> **Excerpted passage**
<<<<

The Reality of M&E Data
You've just completed baseline data collection across five countries for a livelihoods program. Eight hundred household surveys are in hand, collected via phone using SurveyCTO. When you open the data file, you see a familiar nightmare:
- "Farmer/farmer/FARMER" entered three different ways
- Numeric fields containing "N/A" instead of numbers
- "Kampala/kampala/KAMPALA/Kampla" as four separate location values
- Missing values coded as "N/A", "---", "missing", and blank cells
- Duplicate records from respondents accidentally entered twice
Research shows that 75% of M&E datasets have quality issues affecting analysis accuracy. These inconsistencies create serious problems: analysis tools count Kampala three ways instead of one, statistics calculate on the wrong data types, and small data entry errors compound into false conclusions that affect program decisions and donor reporting.
The Solution: Structured Data Cleaning
Instead of 15-20 hours manually reviewing spreadsheets, you can use OpenRefine, a free, open-source tool, combined with AI validation to clean datasets in 2-3 hours. That's a 75-85% time reduction.
Common M&E Data Quality Issues
| Issue | Example | Impact | |-------|---------|--------| | Inconsistent text formatting | "Farmer/farmer/FARMER" | Analysis counts as 3 values instead of 1 | | Typos and misspellings | "Kampal" instead of "Kampala" | Loses geographic data | | Duplicate records | Same respondent entered twice | Skewed statistics | | Inconsistent missing values | "N/A", "---", "missing", blank | Can't analyze patterns | | Mixed data types | "123" and "One Hundred" in same field | Prevents calculation | | Extra spaces | " Farmer " vs "Farmer" | Doesn't match filter criteria |
Step-by-Step Cleaning Workflow
Step 1: Initial Assessment
Before cleaning, understand the scope of the problem:
- Open your dataset in OpenRefine (File → Create Project → Select CSV/Excel)
- Use text facets on categorical columns to see all unique values. This instantly reveals inconsistencies
- Document what you find: how many unique values per column, what patterns of error exist
- Create a backup of the original file before any changes
Step 2: Standardize Text Formatting
The fastest wins come from basic text operations:
- Trim whitespace: Edit cells → Common transforms → Trim leading and trailing whitespace
- Normalize case: Edit cells → Common transforms → To titlecase (for names/locations)

>>>>

> **Your tasks**
A. Answer these from the data cleaning guide:
(i) How many household surveys were collected at baseline?
(ii) What share of M&E datasets have quality issues affecting analysis accuracy, according to research?
(iii) What menu path does the guide give for trimming whitespace in OpenRefine?
B. Rewrite the data cleaning guide from "- Use text facets" to "titlecase (for names/locations)", substituting "distinct values" for "unique values".
C. In the data cleaning guide, why should text facets be used on categorical columns during the initial assessment?
The data isn't needed.

[Data drawn from a collection]
<<<<

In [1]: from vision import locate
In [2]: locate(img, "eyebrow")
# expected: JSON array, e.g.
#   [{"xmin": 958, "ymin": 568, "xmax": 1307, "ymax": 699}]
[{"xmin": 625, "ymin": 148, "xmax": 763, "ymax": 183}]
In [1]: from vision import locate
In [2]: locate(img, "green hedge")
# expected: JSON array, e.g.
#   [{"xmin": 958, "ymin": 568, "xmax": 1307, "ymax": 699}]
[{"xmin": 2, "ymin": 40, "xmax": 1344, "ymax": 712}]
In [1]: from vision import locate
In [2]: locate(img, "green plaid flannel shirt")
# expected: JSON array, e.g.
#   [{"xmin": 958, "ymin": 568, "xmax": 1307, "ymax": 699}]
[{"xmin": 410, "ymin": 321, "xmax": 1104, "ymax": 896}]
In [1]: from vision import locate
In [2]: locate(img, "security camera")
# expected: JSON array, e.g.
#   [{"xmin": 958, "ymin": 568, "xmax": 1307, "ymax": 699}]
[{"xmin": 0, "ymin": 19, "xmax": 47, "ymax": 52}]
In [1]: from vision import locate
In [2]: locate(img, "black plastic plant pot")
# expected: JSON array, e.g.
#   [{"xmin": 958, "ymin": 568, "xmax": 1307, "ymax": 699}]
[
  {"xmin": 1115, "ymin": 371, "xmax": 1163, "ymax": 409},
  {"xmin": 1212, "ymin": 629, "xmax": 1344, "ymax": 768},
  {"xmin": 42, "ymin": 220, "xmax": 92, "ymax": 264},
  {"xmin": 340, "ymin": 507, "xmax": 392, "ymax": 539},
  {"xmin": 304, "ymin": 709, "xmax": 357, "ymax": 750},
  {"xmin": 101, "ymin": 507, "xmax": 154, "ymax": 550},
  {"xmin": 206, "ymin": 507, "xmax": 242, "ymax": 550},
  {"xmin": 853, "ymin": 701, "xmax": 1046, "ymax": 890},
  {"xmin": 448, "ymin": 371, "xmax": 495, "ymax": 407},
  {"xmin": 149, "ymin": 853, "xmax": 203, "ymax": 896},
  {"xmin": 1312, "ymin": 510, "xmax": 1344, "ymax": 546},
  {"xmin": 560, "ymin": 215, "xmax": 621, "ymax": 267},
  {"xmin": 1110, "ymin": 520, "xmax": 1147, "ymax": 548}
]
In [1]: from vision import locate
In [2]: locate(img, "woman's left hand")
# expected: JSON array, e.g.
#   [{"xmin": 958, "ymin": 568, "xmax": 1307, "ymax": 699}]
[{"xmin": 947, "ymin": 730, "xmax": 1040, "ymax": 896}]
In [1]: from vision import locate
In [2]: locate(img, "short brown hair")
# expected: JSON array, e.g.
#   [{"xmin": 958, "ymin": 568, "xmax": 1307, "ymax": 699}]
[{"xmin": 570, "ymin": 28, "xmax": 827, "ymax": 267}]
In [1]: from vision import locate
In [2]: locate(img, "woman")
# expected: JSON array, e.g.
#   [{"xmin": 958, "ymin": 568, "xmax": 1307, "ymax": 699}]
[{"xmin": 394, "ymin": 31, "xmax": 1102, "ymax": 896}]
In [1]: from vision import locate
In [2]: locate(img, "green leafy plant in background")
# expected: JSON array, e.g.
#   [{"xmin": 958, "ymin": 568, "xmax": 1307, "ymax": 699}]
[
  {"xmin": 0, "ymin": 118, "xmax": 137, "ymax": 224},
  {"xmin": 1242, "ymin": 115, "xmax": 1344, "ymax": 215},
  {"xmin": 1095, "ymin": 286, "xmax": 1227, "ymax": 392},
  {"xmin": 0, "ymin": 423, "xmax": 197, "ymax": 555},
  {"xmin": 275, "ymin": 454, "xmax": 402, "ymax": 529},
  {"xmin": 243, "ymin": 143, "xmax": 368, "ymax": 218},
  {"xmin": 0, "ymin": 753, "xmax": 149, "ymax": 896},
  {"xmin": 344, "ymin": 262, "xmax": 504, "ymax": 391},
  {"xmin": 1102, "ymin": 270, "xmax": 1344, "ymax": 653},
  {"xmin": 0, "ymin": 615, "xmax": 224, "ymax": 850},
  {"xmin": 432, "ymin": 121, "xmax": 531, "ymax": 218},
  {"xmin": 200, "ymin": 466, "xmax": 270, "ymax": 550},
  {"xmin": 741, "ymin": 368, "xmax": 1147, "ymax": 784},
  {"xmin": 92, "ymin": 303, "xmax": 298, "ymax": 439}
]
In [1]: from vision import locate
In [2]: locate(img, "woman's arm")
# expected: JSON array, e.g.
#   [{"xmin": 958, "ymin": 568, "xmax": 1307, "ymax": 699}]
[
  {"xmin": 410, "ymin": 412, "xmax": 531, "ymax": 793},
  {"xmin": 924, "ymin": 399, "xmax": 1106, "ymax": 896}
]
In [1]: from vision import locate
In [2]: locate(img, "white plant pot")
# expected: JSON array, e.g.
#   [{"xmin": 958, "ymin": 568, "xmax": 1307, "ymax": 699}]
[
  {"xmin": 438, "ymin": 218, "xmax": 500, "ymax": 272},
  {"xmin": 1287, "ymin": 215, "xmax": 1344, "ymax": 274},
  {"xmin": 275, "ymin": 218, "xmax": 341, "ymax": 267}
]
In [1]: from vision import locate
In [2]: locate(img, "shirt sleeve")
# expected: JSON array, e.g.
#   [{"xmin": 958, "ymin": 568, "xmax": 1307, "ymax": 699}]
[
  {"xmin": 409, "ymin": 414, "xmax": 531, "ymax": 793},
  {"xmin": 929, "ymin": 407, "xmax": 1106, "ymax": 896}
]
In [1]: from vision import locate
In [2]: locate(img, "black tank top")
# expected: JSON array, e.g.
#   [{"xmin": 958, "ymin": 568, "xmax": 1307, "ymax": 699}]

>>>>

> **Answers for the tasks**
A.
(i) Eight hundred
(ii) 75%
(iii) Edit cells → Common transforms → Trim leading and trailing whitespace

B.
- Use text facets on categorical columns to see all distinct values. This instantly reveals inconsistencies
- Document what you find: how many distinct values per column, what patterns of error exist
- Create a backup of the original file before any changes
Step 2: Standardize Text Formatting
The fastest wins come from basic text operations:
- Trim whitespace: Edit cells → Common transforms → Trim leading and trailing whitespace
- Normalize case: Edit cells → Common transforms → To titlecase (for names/locations)

C. Text facets show all the unique values in a column, and that instantly reveals inconsistencies.